##### 元の文章

本稿では、「繊維ビジョン」に基づき、これまで実施してきた取組と今後の政策の方向性について御紹介します。
2.繊維ビジョンの取組状況
「繊維ビジョン」では、繊維産地における「稼ぐ力」を高めるための政策として、新たなビジネスモデルの創造や、新しい発想・商品開発により新市場の獲得を目指すことが掲げられています。この具体的な施策として、「ファッション・ビジネス・フォーラム2023」や「繊維産地サミット」の開催、「次代を担う繊維産業企業100選」に取り組んできたところです。
(1)ファッション・ビジネス・フォーラム 2023
繊維産地や業種を超えたマッチングを促し、新たなビジネスモデルの創出や繊維企業の「稼ぐ力」の向上を図るため、2023年1月に「ファッション・ビジネス・フォーラム2023」を開催しました。参加者同士の積極的な交流により、繊維産地を越えた新たな連携も始まっています。
(2)繊維産地サミット
繊維産地の活性化や産地企業の支援には、業界団体だけでなく、各繊維産地の実情に応じた地方公共団体による支援が重要です。国内の繊維産地は、国内市場の頭打ちや輸入品の増加、事業所数や就業者数の減少によるサプライチェーンの維持の困難化等、共通した課題を抱えており、こうした課題に対応した取組を産地間で共有し、繊維産業が一丸となって取り組んで行く必要があります。
そこで、国と地方公共団体どうしの連携を進めるべく、国と繊維産地を有する地方公共団体から構成される「繊維産地サミット」を開催し、「繊維産地サミット宣言²⁾」をとりまとめました。「宣言」では、今後拡大が見込まれる海外市場に対する輸出額の倍増や地域に根ざした魅力ある繊維文化を通じた地産地消(産地エシカル)に取り組む国内需要の掘り起こし等を掲げており、今後も国と繊維産地とで連携し、繊維産地の活性化に向けた取組を進めてまいります。
(3)次代を担う繊維産業企業100選
「繊維ビジョン」に掲げられた5つの横断分野(①サステナビリティ、②デジタル化、③技術力やデザイン力による付加価値の創出、④新規性のある事業・サービスの展開、⑤海外展開)について、優れた技術力・デザイン力を持つ企業や、優れた取組をしている企業の取組が広く認知され、更なる新しい連携・製品開発等を推進することが可能となるよう、「次代を担う繊維産業企業100選³⁾」として選定いたしました。今後、更なる活躍を期待しています。
3.今後の政策の方向性について
繊維製品分野においては、特に欧州において、環境への適切な配慮や人権デュー・ディリジェンス(DD)などサステナビリティへの対応が急速に進展しています。2022年3月には、欧州委員会が、2030年までにリサイクル繊維を大幅に活用すること等を目標とする「持続可能な循環型繊維戦略」が公表され、既に海外の大手アパレル等においては、政府における規制等に先行して、環境や人権等に配慮したものづくりが始まっています。

##########
##### 抜粋データ

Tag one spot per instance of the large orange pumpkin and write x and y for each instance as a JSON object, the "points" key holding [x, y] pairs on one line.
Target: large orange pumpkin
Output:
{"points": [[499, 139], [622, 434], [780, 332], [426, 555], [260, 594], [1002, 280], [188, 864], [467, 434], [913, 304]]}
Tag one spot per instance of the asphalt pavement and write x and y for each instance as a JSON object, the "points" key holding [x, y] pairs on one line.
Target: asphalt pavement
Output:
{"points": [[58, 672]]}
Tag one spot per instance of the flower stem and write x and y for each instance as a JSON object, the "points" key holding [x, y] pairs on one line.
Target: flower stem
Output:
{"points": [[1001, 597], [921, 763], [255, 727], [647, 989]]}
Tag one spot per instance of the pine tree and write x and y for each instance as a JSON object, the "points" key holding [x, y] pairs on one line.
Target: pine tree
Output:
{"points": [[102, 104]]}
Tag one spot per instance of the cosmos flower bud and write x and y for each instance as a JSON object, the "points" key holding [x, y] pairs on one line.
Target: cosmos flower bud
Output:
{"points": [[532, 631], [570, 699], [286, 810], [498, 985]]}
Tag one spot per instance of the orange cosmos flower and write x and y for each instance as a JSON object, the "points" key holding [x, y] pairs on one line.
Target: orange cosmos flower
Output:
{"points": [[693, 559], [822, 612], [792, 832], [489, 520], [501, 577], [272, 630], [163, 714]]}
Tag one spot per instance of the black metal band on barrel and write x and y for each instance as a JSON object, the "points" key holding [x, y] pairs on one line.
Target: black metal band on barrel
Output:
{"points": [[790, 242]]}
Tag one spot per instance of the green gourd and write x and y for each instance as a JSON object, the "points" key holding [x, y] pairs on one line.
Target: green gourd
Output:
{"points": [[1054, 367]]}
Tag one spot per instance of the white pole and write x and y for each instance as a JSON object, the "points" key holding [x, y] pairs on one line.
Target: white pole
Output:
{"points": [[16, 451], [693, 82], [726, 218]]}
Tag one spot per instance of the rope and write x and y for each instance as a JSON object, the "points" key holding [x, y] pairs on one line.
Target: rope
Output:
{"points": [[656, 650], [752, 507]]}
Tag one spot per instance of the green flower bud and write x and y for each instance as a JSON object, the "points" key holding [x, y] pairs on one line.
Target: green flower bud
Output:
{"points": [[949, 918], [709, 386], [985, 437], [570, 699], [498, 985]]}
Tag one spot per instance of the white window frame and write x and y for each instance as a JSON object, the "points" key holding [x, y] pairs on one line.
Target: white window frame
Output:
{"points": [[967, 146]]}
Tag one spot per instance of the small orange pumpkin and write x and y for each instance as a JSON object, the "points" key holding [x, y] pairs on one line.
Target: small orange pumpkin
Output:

##########

### 課題:
繊維産業についての元の文章のうち、「そこで、国と地方公共団体どう」から「けた取組を進めてまいります。」までを、「輸出額」を「輸出量」に置き換えて書き出してください。

### 解答:
そこで、国と地方公共団体どうしの連携を進めるべく、国と繊維産地を有する地方公共団体から構成される「繊維産地サミット」を開催し、「繊維産地サミット宣言²⁾」をとりまとめました。「宣言」では、今後拡大が見込まれる海外市場に対する輸出量の倍増や地域に根ざした魅力ある繊維文化を通じた地産地消(産地エシカル)に取り組む国内需要の掘り起こし等を掲げており、今後も国と繊維産地とで連携し、繊維産地の活性化に向けた取組を進めてまいります。